DATA TO EXAMINE START
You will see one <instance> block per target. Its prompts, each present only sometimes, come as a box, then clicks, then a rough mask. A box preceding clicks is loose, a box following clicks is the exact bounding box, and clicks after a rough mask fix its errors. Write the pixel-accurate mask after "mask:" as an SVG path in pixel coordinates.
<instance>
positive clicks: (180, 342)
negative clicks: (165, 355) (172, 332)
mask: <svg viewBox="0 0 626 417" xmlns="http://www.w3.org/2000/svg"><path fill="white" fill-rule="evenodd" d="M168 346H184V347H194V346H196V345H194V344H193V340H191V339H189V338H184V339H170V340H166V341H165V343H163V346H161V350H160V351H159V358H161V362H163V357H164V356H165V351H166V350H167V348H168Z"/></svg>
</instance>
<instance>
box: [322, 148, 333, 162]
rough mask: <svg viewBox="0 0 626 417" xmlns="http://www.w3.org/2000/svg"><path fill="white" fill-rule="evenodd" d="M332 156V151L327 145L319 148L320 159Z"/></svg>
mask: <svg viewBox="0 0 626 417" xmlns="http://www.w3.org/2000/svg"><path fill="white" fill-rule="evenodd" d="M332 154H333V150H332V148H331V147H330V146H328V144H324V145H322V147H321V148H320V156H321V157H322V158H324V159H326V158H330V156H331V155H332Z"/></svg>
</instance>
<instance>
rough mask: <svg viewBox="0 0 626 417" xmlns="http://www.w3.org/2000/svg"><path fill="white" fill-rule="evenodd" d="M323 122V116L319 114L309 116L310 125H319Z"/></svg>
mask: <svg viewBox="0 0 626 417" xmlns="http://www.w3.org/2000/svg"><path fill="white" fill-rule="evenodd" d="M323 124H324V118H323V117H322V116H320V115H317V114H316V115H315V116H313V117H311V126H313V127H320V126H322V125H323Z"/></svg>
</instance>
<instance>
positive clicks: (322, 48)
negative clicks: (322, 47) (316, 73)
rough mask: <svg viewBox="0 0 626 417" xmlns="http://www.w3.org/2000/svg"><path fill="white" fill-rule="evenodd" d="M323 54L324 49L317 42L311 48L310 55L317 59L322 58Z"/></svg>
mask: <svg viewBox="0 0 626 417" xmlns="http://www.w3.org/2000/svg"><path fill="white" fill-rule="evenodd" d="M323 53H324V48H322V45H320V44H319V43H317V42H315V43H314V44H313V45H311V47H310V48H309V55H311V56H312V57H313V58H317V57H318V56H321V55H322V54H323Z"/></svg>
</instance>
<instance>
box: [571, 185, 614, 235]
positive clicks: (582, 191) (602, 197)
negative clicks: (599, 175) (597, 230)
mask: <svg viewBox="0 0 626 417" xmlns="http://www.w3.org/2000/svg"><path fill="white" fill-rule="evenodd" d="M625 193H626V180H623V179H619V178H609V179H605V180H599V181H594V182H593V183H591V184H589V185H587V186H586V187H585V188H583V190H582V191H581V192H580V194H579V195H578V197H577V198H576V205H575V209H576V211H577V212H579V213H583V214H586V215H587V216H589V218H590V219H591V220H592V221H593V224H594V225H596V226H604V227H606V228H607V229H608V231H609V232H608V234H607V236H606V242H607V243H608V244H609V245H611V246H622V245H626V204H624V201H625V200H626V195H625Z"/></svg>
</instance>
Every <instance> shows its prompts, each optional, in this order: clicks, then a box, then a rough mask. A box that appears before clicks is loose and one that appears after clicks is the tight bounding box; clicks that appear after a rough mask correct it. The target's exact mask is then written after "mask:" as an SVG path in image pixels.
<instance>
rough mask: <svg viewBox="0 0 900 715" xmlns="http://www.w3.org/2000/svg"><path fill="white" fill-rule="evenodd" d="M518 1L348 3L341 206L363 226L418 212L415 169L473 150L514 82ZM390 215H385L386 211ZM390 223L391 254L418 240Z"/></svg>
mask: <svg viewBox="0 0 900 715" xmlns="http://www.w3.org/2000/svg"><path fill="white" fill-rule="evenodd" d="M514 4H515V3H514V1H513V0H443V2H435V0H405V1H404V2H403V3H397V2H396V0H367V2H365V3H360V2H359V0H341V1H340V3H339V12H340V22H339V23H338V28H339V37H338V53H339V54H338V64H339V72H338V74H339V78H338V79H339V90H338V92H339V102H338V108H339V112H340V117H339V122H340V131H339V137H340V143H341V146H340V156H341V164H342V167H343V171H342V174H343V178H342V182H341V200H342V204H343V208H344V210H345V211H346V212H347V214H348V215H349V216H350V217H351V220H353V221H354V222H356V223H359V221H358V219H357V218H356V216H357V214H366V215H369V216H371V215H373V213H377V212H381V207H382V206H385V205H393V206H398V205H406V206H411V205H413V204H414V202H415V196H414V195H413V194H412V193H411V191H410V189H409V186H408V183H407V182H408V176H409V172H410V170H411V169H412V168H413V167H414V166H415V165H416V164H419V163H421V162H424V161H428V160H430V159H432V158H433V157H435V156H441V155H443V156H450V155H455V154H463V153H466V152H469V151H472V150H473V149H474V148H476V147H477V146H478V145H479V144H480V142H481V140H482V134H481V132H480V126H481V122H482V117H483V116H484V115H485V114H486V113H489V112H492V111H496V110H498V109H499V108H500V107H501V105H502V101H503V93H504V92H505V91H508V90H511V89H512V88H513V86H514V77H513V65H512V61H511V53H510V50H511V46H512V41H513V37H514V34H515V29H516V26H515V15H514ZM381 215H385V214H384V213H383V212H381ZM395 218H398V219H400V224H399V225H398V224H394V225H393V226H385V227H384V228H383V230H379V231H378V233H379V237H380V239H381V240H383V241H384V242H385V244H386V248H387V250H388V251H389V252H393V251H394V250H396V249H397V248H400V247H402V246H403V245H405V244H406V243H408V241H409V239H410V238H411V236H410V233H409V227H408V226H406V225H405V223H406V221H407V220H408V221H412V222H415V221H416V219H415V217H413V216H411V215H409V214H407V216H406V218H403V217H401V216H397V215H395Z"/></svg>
DATA TO EXAMINE END
*EXERCISE REQUIREMENTS:* Without leaving anything out, repeat the data exactly.

*OUTPUT FOR THIS EXERCISE:*
You will see one <instance> block per target. Its prompts, each present only sometimes, come as a box, then clicks, then a rough mask. A box preceding clicks is loose, a box following clicks is the exact bounding box, and clicks after a rough mask fix its errors. Write the pixel-accurate mask after "mask:" as an SVG path in pixel coordinates.
<instance>
positive clicks: (180, 342)
negative clicks: (165, 355) (172, 332)
mask: <svg viewBox="0 0 626 417" xmlns="http://www.w3.org/2000/svg"><path fill="white" fill-rule="evenodd" d="M168 346H184V347H194V346H196V345H194V344H193V340H191V339H189V338H184V339H170V340H166V341H165V343H163V346H161V350H160V351H159V358H161V362H163V357H164V356H165V351H166V350H167V348H168Z"/></svg>
</instance>
<instance>
box: [322, 148, 333, 162]
rough mask: <svg viewBox="0 0 626 417" xmlns="http://www.w3.org/2000/svg"><path fill="white" fill-rule="evenodd" d="M332 156V151L327 145L319 148L320 159Z"/></svg>
mask: <svg viewBox="0 0 626 417" xmlns="http://www.w3.org/2000/svg"><path fill="white" fill-rule="evenodd" d="M332 154H333V150H332V148H331V147H330V146H328V144H324V145H322V147H321V148H320V156H321V157H322V158H324V159H326V158H330V156H331V155H332Z"/></svg>
</instance>
<instance>
rough mask: <svg viewBox="0 0 626 417" xmlns="http://www.w3.org/2000/svg"><path fill="white" fill-rule="evenodd" d="M323 122V116L319 114L309 116L310 125H319Z"/></svg>
mask: <svg viewBox="0 0 626 417" xmlns="http://www.w3.org/2000/svg"><path fill="white" fill-rule="evenodd" d="M323 124H324V118H323V117H322V116H320V115H317V114H316V115H315V116H313V117H311V126H313V127H320V126H322V125H323Z"/></svg>
</instance>
<instance>
positive clicks: (322, 48)
negative clicks: (322, 47) (316, 73)
rough mask: <svg viewBox="0 0 626 417" xmlns="http://www.w3.org/2000/svg"><path fill="white" fill-rule="evenodd" d="M323 54L324 49L317 42L311 48L310 55L317 59L322 58Z"/></svg>
mask: <svg viewBox="0 0 626 417" xmlns="http://www.w3.org/2000/svg"><path fill="white" fill-rule="evenodd" d="M323 53H324V48H322V45H320V44H319V43H317V42H315V43H314V44H313V45H311V47H310V48H309V55H311V56H312V57H313V58H317V57H318V56H321V55H322V54H323Z"/></svg>
</instance>
<instance>
box: [571, 185, 614, 235]
positive clicks: (582, 191) (602, 197)
negative clicks: (599, 175) (597, 230)
mask: <svg viewBox="0 0 626 417" xmlns="http://www.w3.org/2000/svg"><path fill="white" fill-rule="evenodd" d="M625 193H626V180H623V179H619V178H609V179H605V180H599V181H594V182H593V183H591V184H589V185H587V186H586V187H585V188H583V190H582V191H581V192H580V194H579V195H578V197H577V198H576V205H575V209H576V211H577V212H579V213H583V214H586V215H587V216H589V218H590V219H591V220H592V221H593V224H594V225H596V226H604V227H606V228H607V229H608V231H609V232H608V234H607V236H606V242H607V243H608V244H609V245H611V246H622V245H626V204H624V201H625V200H626V195H625Z"/></svg>
</instance>
Every <instance> shows its prompts, each optional, in this order: clicks, then a box, then a rough mask. A box that appears before clicks is loose and one that appears after clicks is the tight bounding box; clicks that appear after a rough mask correct it. The target's exact mask is then written after "mask:" as an SVG path in image pixels.
<instance>
rough mask: <svg viewBox="0 0 900 715" xmlns="http://www.w3.org/2000/svg"><path fill="white" fill-rule="evenodd" d="M518 1L348 3L341 206L363 226L418 212L415 169L473 150L514 82ZM390 215H385L386 211ZM390 223L391 254L418 240Z"/></svg>
mask: <svg viewBox="0 0 900 715" xmlns="http://www.w3.org/2000/svg"><path fill="white" fill-rule="evenodd" d="M514 4H515V3H514V1H513V0H443V2H435V0H405V1H404V2H403V3H397V2H396V0H367V2H365V3H360V2H359V0H341V1H340V3H339V12H340V22H339V23H338V28H339V37H338V53H339V54H338V64H339V72H338V74H339V78H338V79H339V90H338V92H339V102H338V108H339V112H340V117H339V122H340V131H339V137H340V143H341V146H340V156H341V164H342V167H343V171H342V174H343V178H342V182H341V200H342V204H343V208H344V210H345V211H346V212H347V214H348V215H349V216H350V217H351V220H353V221H354V222H356V223H359V221H358V219H357V218H356V216H357V214H366V215H369V216H371V215H373V213H377V212H381V207H382V206H385V205H393V206H398V205H406V206H411V205H413V204H414V202H415V196H414V195H413V194H412V193H411V191H410V189H409V186H408V183H407V182H408V176H409V172H410V170H411V169H412V168H413V167H414V166H415V165H416V164H419V163H421V162H424V161H428V160H430V159H432V158H433V157H435V156H441V155H443V156H450V155H455V154H463V153H466V152H469V151H472V150H473V149H474V148H476V147H477V146H478V145H479V144H480V142H481V140H482V134H481V132H480V126H481V122H482V117H483V116H484V115H485V114H486V113H489V112H492V111H496V110H498V109H499V108H500V107H501V105H502V101H503V93H504V92H505V91H508V90H511V89H512V88H513V86H514V77H513V65H512V61H511V53H510V50H511V46H512V41H513V37H514V34H515V29H516V26H515V15H514ZM381 215H385V214H384V213H383V212H381ZM395 218H398V219H400V224H399V225H398V224H394V225H393V226H385V227H384V228H383V230H379V231H378V233H379V237H380V239H381V240H383V241H384V242H385V244H386V248H387V250H388V251H389V252H393V251H394V250H396V249H397V248H400V247H402V246H403V245H405V244H406V243H408V241H409V239H410V238H411V236H410V233H409V227H408V226H406V225H405V223H406V221H407V220H408V221H412V222H415V221H416V219H415V217H413V216H411V215H409V214H407V216H406V218H403V217H401V216H397V215H395Z"/></svg>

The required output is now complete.